YOUR INSTRUCTIONS: Collect every line of the material below that contains the word "outline", matching case exactly.

EXCERPTED RECORDS:
——

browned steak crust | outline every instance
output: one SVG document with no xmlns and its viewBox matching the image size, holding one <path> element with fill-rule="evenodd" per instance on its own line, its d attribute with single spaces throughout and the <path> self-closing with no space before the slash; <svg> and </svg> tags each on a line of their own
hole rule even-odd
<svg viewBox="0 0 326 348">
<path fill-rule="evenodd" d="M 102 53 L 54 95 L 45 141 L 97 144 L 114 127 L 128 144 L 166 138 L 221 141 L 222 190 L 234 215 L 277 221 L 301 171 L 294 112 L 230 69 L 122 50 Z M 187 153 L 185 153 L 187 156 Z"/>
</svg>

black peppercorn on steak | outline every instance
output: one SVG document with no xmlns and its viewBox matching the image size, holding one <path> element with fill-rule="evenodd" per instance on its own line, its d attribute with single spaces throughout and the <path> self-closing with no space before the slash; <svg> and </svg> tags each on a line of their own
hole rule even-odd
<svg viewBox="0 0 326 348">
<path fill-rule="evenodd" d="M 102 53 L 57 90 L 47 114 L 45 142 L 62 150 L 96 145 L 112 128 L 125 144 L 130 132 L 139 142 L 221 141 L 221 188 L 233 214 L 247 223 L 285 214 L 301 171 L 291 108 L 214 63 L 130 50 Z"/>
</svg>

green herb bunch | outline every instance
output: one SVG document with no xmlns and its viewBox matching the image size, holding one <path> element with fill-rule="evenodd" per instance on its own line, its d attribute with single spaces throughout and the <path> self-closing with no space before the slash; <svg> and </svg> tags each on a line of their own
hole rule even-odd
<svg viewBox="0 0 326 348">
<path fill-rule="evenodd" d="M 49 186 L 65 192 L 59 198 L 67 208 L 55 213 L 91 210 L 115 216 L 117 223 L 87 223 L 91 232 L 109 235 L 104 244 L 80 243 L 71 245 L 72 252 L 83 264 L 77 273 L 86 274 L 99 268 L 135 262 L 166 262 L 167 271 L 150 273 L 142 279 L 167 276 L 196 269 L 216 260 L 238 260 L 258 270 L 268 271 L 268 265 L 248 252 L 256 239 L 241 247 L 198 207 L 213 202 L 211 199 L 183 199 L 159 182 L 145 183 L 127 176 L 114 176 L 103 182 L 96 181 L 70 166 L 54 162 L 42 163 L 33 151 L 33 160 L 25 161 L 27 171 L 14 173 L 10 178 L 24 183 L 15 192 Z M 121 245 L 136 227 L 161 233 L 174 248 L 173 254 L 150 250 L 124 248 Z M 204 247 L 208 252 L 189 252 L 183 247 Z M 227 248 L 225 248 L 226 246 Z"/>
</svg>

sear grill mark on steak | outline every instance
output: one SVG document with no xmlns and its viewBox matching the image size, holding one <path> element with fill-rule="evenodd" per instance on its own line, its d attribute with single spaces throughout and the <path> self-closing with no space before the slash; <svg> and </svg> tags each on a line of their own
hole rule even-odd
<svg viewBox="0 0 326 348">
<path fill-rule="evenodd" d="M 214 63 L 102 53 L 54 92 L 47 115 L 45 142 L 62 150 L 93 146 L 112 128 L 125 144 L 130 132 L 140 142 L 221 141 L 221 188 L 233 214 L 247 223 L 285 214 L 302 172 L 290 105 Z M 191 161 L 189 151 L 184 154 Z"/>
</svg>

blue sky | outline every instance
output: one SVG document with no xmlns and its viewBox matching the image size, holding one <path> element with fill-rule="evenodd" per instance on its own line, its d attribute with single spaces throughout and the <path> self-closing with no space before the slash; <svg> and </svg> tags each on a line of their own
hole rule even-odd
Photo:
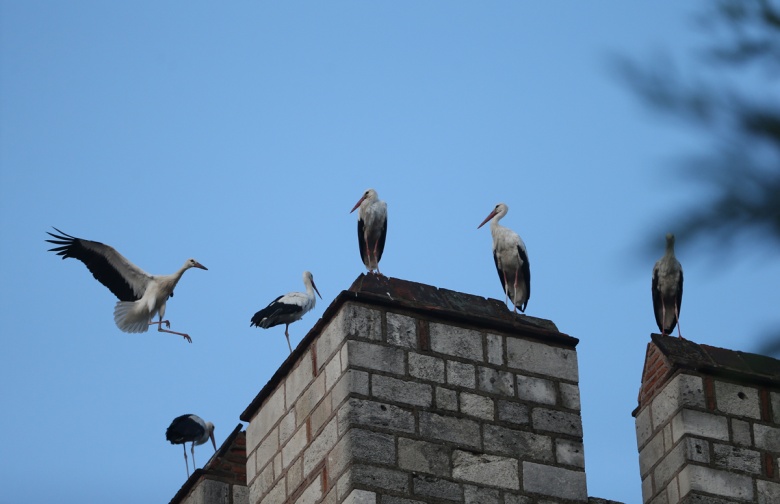
<svg viewBox="0 0 780 504">
<path fill-rule="evenodd" d="M 314 273 L 363 271 L 349 210 L 387 201 L 382 272 L 503 298 L 487 228 L 525 240 L 526 313 L 580 339 L 588 491 L 641 502 L 634 421 L 657 330 L 637 244 L 702 196 L 677 161 L 706 138 L 648 111 L 612 70 L 702 39 L 679 2 L 0 1 L 0 503 L 166 502 L 170 421 L 221 443 L 287 356 L 249 319 Z M 177 336 L 130 335 L 57 226 L 150 273 L 194 257 Z M 686 247 L 683 334 L 756 351 L 780 264 Z M 709 258 L 707 258 L 709 257 Z M 196 451 L 201 465 L 211 452 Z"/>
</svg>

——

FINAL RESULT:
browned steak crust | outline every instance
black peppercorn on steak | outline every instance
green herb bunch | outline every instance
sear grill mark on steak | outline every instance
blue sky | outline every instance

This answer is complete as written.